§ **TEXT**
= = = = =
Prediction is made by selecting the location with maximum response as shown by the confidence
map. In comparison to cascade regression these methods are more effective, as they suppress false
predictions caused by noisy regions, thus improving robustness, with greater accuracy in
unconstrained conditions. [128] addresses the problem of reliance on high quality detection
bounding boxes coordinates by proposing a Convolutional Aggregation of Local Evidence
(CALE) which comprised of a CNN which performs facial part detection, mapping confidence
scores for the location of each landmark within the first few layers. The score maps and CNN
features are then aggregated by using joint regression in order to refine landmark location. CNN
regression guides contextual learning when predicating the position of occluded landmarks in
unconstrained conditions, thus increasing robustness. However, networks such as [105] and [129]
which rely on [130] to find the location of facial landmarks, are disadvantaged by the low quality
confidence map generated by DeconvNet. Other methods such as [104] minimize residual error in
score maps by use of a stacked cascaded architecture which refines key-point predictions, however
it is difficult to deploy on a small scale due to its heavy and largely redundant architecture.
Furthermore, [131] proposed an Lapalcian-pyramid architecture that provides effective refinement
of 2D score maps generated by lower layers, by supervising the adding back of higher level
generated features using three softmax layers. [1] proposed a Globally Optimized Dual-Pathway
(GoDP) deep architecture to rectify these issues. This method aims to identify target pixels by
solving a cascaded pixel labeling problem without the use of high-level inference models or
complex stacked architectures. High quality 2D score maps are generated without the use of
stacked architecture, partially rectifying lack of spatial semantic information by discriminatively
extracting it from the deep network, as shown by Figure 4, and developed a novel loss function
which reduces false alarms. This method currently achieves state of the art results, outperforming
cascaded regression-based models on complex face alignment databases.
Currently, the greatest shortcoming present in the realm of unconstrained face alignment and
fiducial point detection is the lack of solution to the problem of aligning faces irrespective of pose
variation, and the general reliance of systems on accurate face detection. The 300 Faces in the
wild database [132] is generally used for comparison of fiducial point detection methods. This
face dataset is limited, and thus one area of improvement could include the creation of a large-
scale annotated dataset containing a broad range of unconstrained facial images specifically
designed for use in face alignment and fiducial point detection applications. This would improve
robustness across fiducial point detection generally, particularly with respect to pose and
expression variations, low illumination and poor quality. With respect to network structures,
deepening neural networks may capture more abstract information which may assist in detection,
however it is still unclear which network layers contribute most significantly to local features
relevant to fiducial point detection [43]. This is one area which may benefit from further research.
= = = = =
§ **EXERCISES TO COMPLETE**
(1) Summarize the passage on face alignment in two sentences.
(2) According to the passage on face alignment, which conditions would a large-scale annotated dataset particularly improve robustness against? List every one.
(3) Continue the passage on face alignment from its last sentence.

§ **SOURCE EXCERPT**
= = = = =
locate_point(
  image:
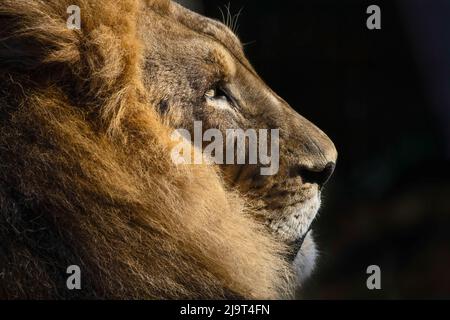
= = = = =
§ **REPLIES**
(1) Methods that predict landmarks from confidence maps outperform cascade regression in unconstrained conditions, and the Globally Optimized Dual-Pathway (GoDP) architecture achieves state-of-the-art results by generating high-quality 2D score maps without stacked architectures. The field's main shortcomings are the lack of a solution for aligning faces irrespective of pose variation and the reliance on accurate face detection, so a large-scale annotated dataset and further research into which network layers matter most are suggested as areas for improvement.

(2)
- Pose variations
- Expression variations
- Low illumination
- Poor quality

(3)
Furthermore, the high computational cost associated with localizing fiducial points still remains a
significant challenge in unconstrained conditions.
The modern CNN framework was designed in 1990 by [133] when they developed a system
known as LeNet-5 to classify handwritten digits by recognizing visual patterns from image pixels
without the need for preprocessing. [134] first presented a neural network used for upright, frontal,
grayscale face detection, which although primitive by today’s standards, compared in accuracy
with state-of-the-art methods at the time. Since then, research has accelerated significantly,
leading to the development of highly sophisticated DCCNs capable of detection, recognition and
verification with accuracy approaches that of humans. Although the development of CNNs was
impeded by lack of computing power [135], recent hardware advances have allowed rapid
improvement and a significant increase in CNN depth, and consequently, accuracy. One
outstanding feature is an increase in depth, and width to allow for improved feature representation
by improving non-linearity [135]. However, this leads to issues such as reduction in efficiency
and overfitting [9]. This section will explore the various methods which have aimed to address
these problems in the context of facial recognition, through an examination of general
improvements in DCCN architecture and loss functions. CCNs are generally more suitable to
object recognition than standard feedforward neural networks of similar size due to the use of
fewer connections and parameters which facilitates training and efficiency, with only slight
reduction in performance [11]. CNNs were designed specifically for classification of 2D images
[136] due to their invariance to translation, rotation and scaling [137]. A CNN is comprised of a
set of layers, including convolutional layers, which are a collection of filters with values known
as weights, non-linear scalar operator layers, and down sampling layers, such as pooling.
Activation values are the output of individual layers which are used as input in the next layer
[138]. For a thorough overview of basic CNN components, readers are referred to [135].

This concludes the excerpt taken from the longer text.